Coordinate annotation entries
┌──
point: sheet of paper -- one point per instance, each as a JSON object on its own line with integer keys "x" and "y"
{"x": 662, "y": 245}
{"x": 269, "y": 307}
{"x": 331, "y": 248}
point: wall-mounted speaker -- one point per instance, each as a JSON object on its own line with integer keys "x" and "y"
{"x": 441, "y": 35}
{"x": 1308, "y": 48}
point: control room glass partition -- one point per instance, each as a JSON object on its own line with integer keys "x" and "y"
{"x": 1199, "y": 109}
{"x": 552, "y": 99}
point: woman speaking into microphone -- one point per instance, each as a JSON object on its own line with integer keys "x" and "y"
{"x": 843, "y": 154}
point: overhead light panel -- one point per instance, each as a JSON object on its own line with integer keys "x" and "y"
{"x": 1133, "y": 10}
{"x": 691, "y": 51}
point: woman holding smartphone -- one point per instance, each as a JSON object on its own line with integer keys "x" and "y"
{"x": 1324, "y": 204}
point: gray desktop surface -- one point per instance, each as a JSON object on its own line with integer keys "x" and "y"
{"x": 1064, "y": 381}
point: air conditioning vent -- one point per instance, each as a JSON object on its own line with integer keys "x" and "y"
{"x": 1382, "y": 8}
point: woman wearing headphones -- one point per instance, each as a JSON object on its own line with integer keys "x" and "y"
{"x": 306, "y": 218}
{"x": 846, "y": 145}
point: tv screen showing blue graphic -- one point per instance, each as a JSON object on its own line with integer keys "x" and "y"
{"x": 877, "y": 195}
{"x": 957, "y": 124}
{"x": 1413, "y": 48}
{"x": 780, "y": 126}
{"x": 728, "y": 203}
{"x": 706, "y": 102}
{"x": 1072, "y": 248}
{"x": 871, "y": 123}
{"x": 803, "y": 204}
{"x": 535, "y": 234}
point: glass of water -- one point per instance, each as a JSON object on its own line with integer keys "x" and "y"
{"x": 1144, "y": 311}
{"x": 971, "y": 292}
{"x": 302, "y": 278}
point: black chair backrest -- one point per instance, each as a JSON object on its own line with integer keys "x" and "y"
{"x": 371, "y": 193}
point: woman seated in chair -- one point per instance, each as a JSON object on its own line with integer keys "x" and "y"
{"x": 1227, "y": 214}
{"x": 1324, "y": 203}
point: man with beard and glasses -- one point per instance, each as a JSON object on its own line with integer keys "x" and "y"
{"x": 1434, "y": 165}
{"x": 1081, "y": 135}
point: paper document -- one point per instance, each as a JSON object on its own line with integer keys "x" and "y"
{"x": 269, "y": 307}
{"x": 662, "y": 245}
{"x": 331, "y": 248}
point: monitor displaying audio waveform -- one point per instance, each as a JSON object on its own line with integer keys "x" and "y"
└──
= Exercise =
Reproduce the entire listing above line for line, keeping every character unchanged.

= Finished exercise =
point: sheet of paper -- one point per instance, each as a JSON object on its own line with integer keys "x" and "y"
{"x": 662, "y": 245}
{"x": 269, "y": 307}
{"x": 331, "y": 248}
point: wall-mounted speaker -- one point per instance, each as a JSON object on its own line with integer keys "x" and "y"
{"x": 441, "y": 35}
{"x": 1308, "y": 48}
point: control room glass partition -- one point per instance, each as a JSON object on its own line with integer keys "x" and "y"
{"x": 1199, "y": 109}
{"x": 552, "y": 99}
point: woman speaking into microphone -- one point per instance, each as a JSON object on its own line with integer keys "x" and "y"
{"x": 843, "y": 154}
point: overhead light panel -- one point per instance, each as a JSON object on its own line with integer keys "x" and "y"
{"x": 1133, "y": 10}
{"x": 691, "y": 51}
point: woman holding smartphone -- one point per instance, each as a JSON object on its own line with integer keys "x" and "y"
{"x": 1324, "y": 204}
point: gray desktop surface -- one point per instance, each as a JSON object on its own line with integer keys "x" and "y"
{"x": 1064, "y": 381}
point: air conditioning vent -- one point per instance, each as a JSON object on its own line with integer keys "x" and "y"
{"x": 1382, "y": 8}
point: woman wearing headphones -- one point per instance, each as a JSON object on its own line with integer keys "x" and "y"
{"x": 306, "y": 218}
{"x": 846, "y": 145}
point: tv screen showing blue graphic -- one point per instance, each as a JSON object on its own line with integer keys "x" and "y"
{"x": 877, "y": 195}
{"x": 957, "y": 124}
{"x": 1413, "y": 48}
{"x": 780, "y": 126}
{"x": 728, "y": 203}
{"x": 706, "y": 102}
{"x": 1072, "y": 248}
{"x": 871, "y": 123}
{"x": 803, "y": 204}
{"x": 535, "y": 234}
point: glass of water -- one point per instance, each as a JSON object on its own line with integer keys "x" and "y"
{"x": 1144, "y": 311}
{"x": 971, "y": 292}
{"x": 302, "y": 278}
point: black chair backrest -- one point per instance, each as a JSON object on its own line with integer keys "x" and "y"
{"x": 371, "y": 193}
point: woman seated in chair -- one point per instance, each as a JSON object on its own line with integer keys "x" and "y"
{"x": 1227, "y": 214}
{"x": 1324, "y": 203}
point: man with beard and glasses -- one point per instance, each as a JSON object on its own line with integer keys "x" and "y"
{"x": 1434, "y": 165}
{"x": 1081, "y": 135}
point: paper document -- one point per instance, each as a JSON object on its own line with integer keys "x" and "y"
{"x": 269, "y": 307}
{"x": 662, "y": 245}
{"x": 331, "y": 248}
point: monitor displaying audio waveform -- one point per instance, each as a JSON object on its own line with integer keys "x" and "y"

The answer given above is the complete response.